───── Fragmento
Busco el término “democratización” en la muy dotada biblioteca digital de mi universidad y aparecen 16.677 resultados, 3.257 de ellos son artículos académicos en publicaciones arbitradas. Busco entonces el término opuesto: “tiranización” y aparecen solo tres, uno de ellos relativo al insomnio y dos al bullying.
Y es que mucho se habla de democratización. Hay casos abundantes que dan cuenta metodológica de este proceso que conlleva una transición del autoritarismo a la democracia, al fortalecimiento de las instituciones fundamentales, al respeto a los derechos humanos, a la separación de poderes, a la procura de la libertad de prensa y el derecho a la información. Mucho menos frecuente ha sido, por fortuna, la tiranización de las sociedades. En general, el mundo progresó de forma notable en la democratización durante más tres décadas. A partir de los años setenta y hasta finales del siglo XX, el número de democracias electorales pasó de cerca de 35 a más de 100. El número aumentó de manera impresionante porque tras la caída del Muro de Berlín, muchas sociedades que se encontraban tras el “telón de acero” comenzaron un proceso de democratización. La promesa de la convergencia en lo político y en lo económico vivía sus mejores tiempos.
Pero la tiranización existe, y está entre nosotros. Es un proceso que conduce de la democracia a la autocracia, y que en Venezuela comenzó a finales del siglo XX con el populismo autoritario de Hugo Chávez, ese simpático “hombre fuerte” que sentía una potente conexión con su pueblo, tan fuerte que no necesitaba ninguna institución intermedia para demostrarlo. A mediados de 1998, en plena campaña electoral de Chávez, se pasó por Venezuela Francis Fukuyama. Había ido a hablar sobre su libro más importante, El fin de la historia y el último hombre. El último hombre era demócrata y capitalista, aseguraba el ponente en su disertación ante un pequeño grupo de intelectuales. Al terminar su charla un participante hizo una inquietante pregunta: ¿cómo podíamos entender nosotros esa convergencia global si sentíamos que íbamos en dirección contraria? No había capitalismo ni democracia en lo que prometía el candidato de mayor potencial de Venezuela en 1998. Fukuyama se sintió confundido y aludió a las excepciones, a los “lunares” de la historia, que no desdicen la tendencia general.
──────────
───── Material de trabajo
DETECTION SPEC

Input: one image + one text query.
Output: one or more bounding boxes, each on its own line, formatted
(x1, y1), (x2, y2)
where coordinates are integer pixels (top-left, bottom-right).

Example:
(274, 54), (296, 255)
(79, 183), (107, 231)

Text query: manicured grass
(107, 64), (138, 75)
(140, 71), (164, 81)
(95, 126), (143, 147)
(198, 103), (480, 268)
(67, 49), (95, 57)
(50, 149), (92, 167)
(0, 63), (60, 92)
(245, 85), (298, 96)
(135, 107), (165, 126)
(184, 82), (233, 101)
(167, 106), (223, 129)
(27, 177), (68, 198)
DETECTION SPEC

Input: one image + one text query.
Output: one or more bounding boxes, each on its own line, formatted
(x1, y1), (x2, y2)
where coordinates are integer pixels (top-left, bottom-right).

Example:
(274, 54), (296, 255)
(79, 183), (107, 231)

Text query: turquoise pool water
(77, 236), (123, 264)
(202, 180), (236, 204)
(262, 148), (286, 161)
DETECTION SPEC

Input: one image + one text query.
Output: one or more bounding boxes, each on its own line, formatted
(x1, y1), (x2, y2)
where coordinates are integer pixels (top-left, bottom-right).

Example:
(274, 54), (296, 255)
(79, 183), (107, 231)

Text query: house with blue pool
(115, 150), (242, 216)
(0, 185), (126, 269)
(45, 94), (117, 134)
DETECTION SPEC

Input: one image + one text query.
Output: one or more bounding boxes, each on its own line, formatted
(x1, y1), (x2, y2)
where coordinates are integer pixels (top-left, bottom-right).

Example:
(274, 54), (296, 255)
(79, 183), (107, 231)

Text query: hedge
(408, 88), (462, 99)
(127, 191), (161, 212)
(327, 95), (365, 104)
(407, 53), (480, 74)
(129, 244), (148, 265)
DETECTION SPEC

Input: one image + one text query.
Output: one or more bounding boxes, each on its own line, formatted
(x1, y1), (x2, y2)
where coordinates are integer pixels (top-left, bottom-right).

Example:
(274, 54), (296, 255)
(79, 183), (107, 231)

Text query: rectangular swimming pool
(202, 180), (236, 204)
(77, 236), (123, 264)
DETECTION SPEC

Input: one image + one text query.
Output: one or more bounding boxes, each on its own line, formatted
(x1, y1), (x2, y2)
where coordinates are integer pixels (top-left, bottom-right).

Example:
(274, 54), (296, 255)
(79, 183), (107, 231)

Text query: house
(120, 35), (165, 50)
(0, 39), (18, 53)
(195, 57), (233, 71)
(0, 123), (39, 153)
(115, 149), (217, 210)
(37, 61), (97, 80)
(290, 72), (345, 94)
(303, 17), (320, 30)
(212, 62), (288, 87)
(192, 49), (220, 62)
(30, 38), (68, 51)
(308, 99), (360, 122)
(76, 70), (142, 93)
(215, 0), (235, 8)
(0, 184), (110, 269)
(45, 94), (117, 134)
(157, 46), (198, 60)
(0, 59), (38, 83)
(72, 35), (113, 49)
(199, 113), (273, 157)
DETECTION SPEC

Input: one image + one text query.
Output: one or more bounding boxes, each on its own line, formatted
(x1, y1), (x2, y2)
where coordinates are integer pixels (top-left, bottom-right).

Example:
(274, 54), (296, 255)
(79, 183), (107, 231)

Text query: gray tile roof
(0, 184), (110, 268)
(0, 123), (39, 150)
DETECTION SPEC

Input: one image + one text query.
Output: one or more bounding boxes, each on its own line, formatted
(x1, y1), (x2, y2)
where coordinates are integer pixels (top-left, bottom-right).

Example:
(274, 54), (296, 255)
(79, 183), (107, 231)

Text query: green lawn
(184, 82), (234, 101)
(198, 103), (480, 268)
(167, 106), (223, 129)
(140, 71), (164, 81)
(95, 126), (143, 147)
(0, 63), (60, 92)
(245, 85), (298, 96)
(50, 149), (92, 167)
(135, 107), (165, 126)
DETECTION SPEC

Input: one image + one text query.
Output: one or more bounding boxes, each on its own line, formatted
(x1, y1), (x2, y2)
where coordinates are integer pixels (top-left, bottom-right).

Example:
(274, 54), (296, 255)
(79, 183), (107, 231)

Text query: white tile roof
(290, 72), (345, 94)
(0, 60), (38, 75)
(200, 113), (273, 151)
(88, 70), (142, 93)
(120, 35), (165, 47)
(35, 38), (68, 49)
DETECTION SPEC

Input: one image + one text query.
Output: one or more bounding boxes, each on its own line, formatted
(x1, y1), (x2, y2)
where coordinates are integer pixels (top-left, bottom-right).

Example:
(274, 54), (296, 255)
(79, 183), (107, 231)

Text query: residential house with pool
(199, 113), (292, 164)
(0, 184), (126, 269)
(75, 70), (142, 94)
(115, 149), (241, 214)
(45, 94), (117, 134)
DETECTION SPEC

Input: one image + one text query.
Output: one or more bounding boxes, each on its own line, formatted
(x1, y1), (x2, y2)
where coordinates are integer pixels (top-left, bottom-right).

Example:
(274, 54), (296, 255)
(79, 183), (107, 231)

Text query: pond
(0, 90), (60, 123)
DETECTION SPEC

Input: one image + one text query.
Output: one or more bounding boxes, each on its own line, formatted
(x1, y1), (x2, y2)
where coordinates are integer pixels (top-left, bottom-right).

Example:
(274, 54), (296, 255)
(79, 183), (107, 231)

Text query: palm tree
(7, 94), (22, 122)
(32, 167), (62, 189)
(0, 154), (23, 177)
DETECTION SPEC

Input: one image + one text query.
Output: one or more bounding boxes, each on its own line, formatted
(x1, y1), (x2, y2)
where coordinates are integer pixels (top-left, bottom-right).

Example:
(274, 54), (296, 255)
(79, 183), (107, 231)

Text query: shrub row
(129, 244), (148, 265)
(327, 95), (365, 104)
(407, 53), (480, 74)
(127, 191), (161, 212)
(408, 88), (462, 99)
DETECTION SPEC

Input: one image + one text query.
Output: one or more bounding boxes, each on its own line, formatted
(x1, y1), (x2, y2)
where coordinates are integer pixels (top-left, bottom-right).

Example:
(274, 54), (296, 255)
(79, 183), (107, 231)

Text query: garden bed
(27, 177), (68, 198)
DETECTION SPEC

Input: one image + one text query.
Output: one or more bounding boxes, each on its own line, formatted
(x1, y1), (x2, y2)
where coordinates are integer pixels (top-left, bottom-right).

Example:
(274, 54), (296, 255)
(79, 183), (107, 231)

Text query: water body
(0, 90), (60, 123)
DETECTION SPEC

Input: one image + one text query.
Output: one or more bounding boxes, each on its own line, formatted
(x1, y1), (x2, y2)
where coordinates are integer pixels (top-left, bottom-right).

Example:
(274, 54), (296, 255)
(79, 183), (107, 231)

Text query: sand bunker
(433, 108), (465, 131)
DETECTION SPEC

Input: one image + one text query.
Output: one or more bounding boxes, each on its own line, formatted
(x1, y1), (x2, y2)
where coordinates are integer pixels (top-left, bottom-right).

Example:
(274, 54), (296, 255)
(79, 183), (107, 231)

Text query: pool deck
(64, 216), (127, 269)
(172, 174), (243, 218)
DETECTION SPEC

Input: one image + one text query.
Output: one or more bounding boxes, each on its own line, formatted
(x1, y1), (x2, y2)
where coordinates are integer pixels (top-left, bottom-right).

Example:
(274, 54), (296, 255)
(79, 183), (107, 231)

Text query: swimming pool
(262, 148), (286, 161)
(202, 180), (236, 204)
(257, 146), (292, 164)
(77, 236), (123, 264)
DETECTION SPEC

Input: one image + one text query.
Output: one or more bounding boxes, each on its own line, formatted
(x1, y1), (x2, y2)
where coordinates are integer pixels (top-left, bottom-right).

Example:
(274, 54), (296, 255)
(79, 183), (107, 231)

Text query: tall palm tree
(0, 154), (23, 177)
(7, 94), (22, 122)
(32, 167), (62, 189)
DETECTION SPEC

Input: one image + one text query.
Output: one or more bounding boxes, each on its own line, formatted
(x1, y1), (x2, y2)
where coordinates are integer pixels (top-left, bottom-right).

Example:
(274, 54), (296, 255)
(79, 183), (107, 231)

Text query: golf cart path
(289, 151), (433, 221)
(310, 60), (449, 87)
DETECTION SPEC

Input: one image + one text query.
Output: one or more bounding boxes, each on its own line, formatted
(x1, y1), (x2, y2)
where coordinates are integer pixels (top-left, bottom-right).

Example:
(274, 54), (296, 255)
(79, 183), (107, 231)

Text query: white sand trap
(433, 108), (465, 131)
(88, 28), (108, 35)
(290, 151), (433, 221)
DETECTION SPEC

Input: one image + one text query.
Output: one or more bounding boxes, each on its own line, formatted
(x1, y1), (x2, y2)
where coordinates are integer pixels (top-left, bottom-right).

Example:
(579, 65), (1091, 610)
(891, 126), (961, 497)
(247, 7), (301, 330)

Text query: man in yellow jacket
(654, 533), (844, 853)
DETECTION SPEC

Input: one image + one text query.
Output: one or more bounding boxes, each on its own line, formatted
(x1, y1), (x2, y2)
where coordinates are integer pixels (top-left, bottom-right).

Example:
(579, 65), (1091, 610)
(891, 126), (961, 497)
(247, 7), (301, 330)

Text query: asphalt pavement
──────────
Ejercicio breve 1
Imprime íntegro el fragmento sobre la tiranización, sin alterar ningún carácter.
Ejercicio breve 2
Recopila cada fila que contenga la cadena "sand". La coincidencia distingue entre mayúsculas y minúsculas.

Respuesta del ejercicio 1
Busco el término “democratización” en la muy dotada biblioteca digital de mi universidad y aparecen 16.677 resultados, 3.257 de ellos son artículos académicos en publicaciones arbitradas. Busco entonces el término opuesto: “tiranización” y aparecen solo tres, uno de ellos relativo al insomnio y dos al bullying.
Y es que mucho se habla de democratización. Hay casos abundantes que dan cuenta metodológica de este proceso que conlleva una transición del autoritarismo a la democracia, al fortalecimiento de las instituciones fundamentales, al respeto a los derechos humanos, a la separación de poderes, a la procura de la libertad de prensa y el derecho a la información. Mucho menos frecuente ha sido, por fortuna, la tiranización de las sociedades. En general, el mundo progresó de forma notable en la democratización durante más tres décadas. A partir de los años setenta y hasta finales del siglo XX, el número de democracias electorales pasó de cerca de 35 a más de 100. El número aumentó de manera impresionante porque tras la caída del Muro de Berlín, muchas sociedades que se encontraban tras el “telón de acero” comenzaron un proceso de democratización. La promesa de la convergencia en lo político y en lo económico vivía sus mejores tiempos.
Pero la tiranización existe, y está entre nosotros. Es un proceso que conduce de la democracia a la autocracia, y que en Venezuela comenzó a finales del siglo XX con el populismo autoritario de Hugo Chávez, ese simpático “hombre fuerte” que sentía una potente conexión con su pueblo, tan fuerte que no necesitaba ninguna institución intermedia para demostrarlo. A mediados de 1998, en plena campaña electoral de Chávez, se pasó por Venezuela Francis Fukuyama. Había ido a hablar sobre su libro más importante, El fin de la historia y el último hombre. El último hombre era demócrata y capitalista, aseguraba el ponente en su disertación ante un pequeño grupo de intelectuales. Al terminar su charla un participante hizo una inquietante pregunta: ¿cómo podíamos entender nosotros esa convergencia global si sentíamos que íbamos en dirección contraria? No había capitalismo ni democracia en lo que prometía el candidato de mayor potencial de Venezuela en 1998. Fukuyama se sintió confundido y aludió a las excepciones, a los “lunares” de la historia, que no desdicen la tendencia general.

Respuesta del ejercicio 2
Text query: sand bunker
Text query: white sand trap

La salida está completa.